▸ **WORK TO COMPLETE**:
Recast the stretch of entries from the start through the line that contains "x=266, y=684" as a Markdown table with the columns Row and Line, numbering each row and leaving out any blank lines.

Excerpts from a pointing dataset

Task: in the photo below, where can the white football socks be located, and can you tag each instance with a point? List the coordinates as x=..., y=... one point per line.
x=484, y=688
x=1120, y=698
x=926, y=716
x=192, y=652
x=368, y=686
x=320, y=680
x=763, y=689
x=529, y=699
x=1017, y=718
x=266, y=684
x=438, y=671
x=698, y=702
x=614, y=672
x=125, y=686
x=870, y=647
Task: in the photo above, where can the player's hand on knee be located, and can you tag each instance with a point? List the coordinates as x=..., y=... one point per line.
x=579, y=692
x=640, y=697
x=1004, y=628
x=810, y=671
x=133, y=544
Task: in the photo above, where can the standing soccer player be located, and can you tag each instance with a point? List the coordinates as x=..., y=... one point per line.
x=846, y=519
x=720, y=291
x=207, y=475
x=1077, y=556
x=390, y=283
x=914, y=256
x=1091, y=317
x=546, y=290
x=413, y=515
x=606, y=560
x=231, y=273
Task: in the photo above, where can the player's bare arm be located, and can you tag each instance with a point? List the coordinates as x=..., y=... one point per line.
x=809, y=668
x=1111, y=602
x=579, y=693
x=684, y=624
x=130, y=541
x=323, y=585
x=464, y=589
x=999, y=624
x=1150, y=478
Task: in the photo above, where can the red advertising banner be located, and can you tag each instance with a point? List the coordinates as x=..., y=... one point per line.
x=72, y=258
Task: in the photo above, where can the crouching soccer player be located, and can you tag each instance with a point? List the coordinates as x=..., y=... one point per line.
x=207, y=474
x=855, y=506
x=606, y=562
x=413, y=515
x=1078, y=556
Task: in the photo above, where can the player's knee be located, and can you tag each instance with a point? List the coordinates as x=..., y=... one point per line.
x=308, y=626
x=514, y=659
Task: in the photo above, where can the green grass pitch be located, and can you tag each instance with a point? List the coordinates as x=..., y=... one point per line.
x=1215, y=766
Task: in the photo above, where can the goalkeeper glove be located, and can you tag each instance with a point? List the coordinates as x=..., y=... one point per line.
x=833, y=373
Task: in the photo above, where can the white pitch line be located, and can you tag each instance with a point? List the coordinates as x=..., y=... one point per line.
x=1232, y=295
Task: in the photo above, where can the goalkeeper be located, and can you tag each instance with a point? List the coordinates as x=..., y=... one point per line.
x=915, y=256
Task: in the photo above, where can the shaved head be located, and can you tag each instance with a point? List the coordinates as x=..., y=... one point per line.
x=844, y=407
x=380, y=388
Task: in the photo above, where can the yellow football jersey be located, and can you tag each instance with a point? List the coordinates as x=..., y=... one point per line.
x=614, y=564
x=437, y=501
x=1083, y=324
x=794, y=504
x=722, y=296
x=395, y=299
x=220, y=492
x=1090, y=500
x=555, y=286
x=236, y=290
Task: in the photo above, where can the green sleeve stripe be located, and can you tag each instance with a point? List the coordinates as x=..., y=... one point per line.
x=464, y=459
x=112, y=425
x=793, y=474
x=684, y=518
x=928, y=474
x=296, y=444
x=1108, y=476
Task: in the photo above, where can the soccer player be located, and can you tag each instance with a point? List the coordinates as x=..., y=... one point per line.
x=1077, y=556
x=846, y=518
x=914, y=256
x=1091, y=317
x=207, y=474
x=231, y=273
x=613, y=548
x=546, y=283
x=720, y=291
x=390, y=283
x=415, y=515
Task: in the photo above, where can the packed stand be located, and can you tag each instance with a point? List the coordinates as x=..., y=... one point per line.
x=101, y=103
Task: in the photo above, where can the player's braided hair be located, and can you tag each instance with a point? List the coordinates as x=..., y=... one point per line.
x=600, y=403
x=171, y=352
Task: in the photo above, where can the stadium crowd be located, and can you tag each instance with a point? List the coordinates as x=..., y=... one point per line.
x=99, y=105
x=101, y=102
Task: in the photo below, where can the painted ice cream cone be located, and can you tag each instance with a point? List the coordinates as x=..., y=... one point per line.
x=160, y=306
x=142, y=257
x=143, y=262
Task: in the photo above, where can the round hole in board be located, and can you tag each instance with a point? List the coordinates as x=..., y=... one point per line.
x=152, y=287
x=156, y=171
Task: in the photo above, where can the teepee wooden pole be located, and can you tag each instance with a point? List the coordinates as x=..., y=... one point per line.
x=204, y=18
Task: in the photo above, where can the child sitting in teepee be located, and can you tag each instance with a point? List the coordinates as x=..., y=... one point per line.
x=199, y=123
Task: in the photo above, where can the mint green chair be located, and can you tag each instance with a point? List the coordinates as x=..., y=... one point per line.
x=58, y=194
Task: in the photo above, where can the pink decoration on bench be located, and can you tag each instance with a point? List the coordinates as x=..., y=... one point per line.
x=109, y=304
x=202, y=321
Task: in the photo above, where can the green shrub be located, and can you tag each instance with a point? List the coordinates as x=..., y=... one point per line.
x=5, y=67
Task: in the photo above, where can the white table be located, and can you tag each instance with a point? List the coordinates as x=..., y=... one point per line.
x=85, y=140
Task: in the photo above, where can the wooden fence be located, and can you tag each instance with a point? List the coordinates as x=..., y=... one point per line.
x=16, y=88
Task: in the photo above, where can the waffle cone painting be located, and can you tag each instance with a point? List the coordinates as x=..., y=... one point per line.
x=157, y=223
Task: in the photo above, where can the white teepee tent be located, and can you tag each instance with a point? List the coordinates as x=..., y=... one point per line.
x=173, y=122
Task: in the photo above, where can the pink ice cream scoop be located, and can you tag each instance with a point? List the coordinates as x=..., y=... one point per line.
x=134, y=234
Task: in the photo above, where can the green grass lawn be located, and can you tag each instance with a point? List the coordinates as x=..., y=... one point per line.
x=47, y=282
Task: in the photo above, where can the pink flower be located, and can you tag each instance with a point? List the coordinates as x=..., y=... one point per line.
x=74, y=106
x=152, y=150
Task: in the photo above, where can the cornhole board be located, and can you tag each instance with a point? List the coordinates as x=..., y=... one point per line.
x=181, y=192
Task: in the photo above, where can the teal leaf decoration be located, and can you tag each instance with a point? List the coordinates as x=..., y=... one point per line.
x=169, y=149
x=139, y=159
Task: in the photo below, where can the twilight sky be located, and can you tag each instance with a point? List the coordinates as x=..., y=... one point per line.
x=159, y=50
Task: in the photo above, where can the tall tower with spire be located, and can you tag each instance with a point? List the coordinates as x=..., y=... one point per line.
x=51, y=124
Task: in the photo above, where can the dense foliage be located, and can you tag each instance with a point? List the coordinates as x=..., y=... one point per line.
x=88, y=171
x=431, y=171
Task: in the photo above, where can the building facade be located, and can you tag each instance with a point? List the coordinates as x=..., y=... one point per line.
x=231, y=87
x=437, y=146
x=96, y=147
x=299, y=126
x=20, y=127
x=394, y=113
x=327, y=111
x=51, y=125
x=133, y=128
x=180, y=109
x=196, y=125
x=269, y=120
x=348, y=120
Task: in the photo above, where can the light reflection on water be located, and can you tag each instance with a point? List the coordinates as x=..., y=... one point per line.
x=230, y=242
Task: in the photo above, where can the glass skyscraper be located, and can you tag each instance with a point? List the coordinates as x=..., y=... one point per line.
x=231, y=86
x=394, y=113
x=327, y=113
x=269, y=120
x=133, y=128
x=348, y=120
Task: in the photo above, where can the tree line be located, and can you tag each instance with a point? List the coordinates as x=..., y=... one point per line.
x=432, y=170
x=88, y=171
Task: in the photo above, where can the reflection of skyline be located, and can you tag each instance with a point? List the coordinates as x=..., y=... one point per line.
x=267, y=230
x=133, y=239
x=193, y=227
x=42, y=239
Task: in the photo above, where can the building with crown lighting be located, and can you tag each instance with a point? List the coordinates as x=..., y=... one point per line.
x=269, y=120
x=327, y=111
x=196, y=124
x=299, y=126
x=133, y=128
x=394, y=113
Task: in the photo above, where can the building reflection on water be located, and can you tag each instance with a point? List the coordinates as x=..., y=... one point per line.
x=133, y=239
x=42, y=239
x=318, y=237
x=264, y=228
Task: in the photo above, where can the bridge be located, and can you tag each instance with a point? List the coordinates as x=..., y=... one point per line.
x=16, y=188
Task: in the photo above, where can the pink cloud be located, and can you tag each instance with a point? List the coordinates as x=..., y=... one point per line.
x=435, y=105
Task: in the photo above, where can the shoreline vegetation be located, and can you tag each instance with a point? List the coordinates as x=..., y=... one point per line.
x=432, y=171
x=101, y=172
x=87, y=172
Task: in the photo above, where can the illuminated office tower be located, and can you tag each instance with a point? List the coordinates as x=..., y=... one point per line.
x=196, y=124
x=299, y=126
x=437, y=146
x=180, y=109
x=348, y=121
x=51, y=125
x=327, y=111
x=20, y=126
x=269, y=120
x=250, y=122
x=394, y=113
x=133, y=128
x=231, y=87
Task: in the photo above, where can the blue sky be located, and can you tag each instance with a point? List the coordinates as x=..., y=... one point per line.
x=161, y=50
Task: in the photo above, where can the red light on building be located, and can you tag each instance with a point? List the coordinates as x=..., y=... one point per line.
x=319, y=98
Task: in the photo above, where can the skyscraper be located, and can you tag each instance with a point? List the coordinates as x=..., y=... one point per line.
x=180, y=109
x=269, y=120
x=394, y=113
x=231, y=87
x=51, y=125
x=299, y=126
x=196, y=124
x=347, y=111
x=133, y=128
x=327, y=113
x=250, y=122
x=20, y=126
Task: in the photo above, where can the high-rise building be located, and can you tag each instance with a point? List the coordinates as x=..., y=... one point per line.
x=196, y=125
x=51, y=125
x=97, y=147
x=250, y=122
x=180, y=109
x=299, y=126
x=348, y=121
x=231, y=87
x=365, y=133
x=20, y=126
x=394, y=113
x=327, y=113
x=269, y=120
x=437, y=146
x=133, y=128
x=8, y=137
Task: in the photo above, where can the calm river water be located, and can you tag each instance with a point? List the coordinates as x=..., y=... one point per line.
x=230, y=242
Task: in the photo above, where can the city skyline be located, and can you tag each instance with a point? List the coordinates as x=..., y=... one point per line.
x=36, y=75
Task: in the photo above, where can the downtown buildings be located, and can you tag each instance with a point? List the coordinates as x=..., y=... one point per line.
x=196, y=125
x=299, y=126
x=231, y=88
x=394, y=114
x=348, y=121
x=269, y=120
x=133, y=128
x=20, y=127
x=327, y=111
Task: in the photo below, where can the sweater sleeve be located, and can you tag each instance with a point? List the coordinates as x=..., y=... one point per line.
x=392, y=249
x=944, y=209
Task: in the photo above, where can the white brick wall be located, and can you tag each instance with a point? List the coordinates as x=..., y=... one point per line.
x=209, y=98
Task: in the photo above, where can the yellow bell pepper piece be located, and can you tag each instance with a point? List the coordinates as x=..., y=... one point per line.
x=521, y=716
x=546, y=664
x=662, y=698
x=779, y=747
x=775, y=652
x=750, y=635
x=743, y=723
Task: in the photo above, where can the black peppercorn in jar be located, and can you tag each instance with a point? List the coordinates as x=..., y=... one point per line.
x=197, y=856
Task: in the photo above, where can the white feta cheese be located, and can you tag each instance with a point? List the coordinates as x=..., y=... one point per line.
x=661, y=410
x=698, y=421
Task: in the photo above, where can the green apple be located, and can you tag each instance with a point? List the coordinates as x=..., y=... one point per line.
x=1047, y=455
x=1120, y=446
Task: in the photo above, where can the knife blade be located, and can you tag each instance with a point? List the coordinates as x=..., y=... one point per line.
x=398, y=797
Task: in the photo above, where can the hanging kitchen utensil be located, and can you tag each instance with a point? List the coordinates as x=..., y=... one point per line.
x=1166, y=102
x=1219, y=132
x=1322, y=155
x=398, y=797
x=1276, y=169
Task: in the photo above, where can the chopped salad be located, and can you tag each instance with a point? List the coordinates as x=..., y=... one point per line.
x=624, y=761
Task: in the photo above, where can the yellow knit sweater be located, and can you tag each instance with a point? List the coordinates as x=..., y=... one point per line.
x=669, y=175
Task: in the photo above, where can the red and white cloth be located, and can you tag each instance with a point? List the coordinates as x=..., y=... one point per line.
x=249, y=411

▸ **TASK RESULT**:
| Row | Line |
|---|---|
| 1 | Task: in the photo below, where can the white football socks be located, and can you tag each instance with a point? List the coordinates as x=..., y=... one point per line. |
| 2 | x=484, y=688 |
| 3 | x=1120, y=698 |
| 4 | x=926, y=716 |
| 5 | x=192, y=652 |
| 6 | x=368, y=686 |
| 7 | x=320, y=680 |
| 8 | x=763, y=689 |
| 9 | x=529, y=699 |
| 10 | x=1017, y=718 |
| 11 | x=266, y=684 |